■ ROWS
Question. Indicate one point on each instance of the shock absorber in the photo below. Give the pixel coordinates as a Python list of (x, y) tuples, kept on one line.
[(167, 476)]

--

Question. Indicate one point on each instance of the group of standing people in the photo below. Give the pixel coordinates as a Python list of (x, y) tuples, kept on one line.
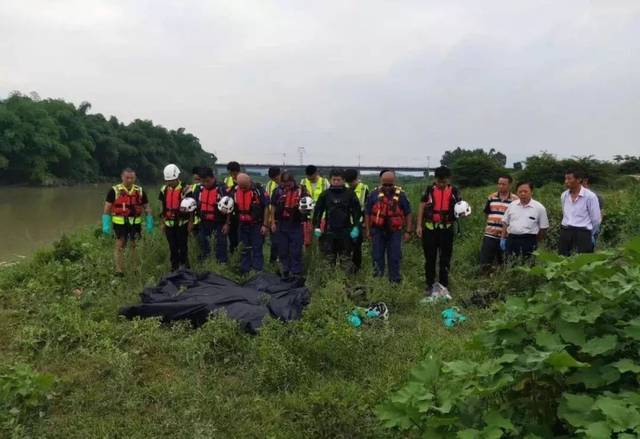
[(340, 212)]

...

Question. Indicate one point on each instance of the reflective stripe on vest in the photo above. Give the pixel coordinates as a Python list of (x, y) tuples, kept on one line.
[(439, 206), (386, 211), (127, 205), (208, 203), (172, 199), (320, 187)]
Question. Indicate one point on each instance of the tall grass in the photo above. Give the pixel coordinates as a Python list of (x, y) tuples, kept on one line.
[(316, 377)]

■ WHAT YOU HAVE TO DO
Write out the records exactly, from the line containing "Question. Indicate one point on each instance of the group" through the line containing "[(340, 212)]", and leave the pictures out.

■ THE COMPLETED TASK
Question. Indicate one point on each instance of the group of standing people in the photo below. Give the pixel coordinates as a Python list of (x, y) tuples, kept on one line.
[(340, 212)]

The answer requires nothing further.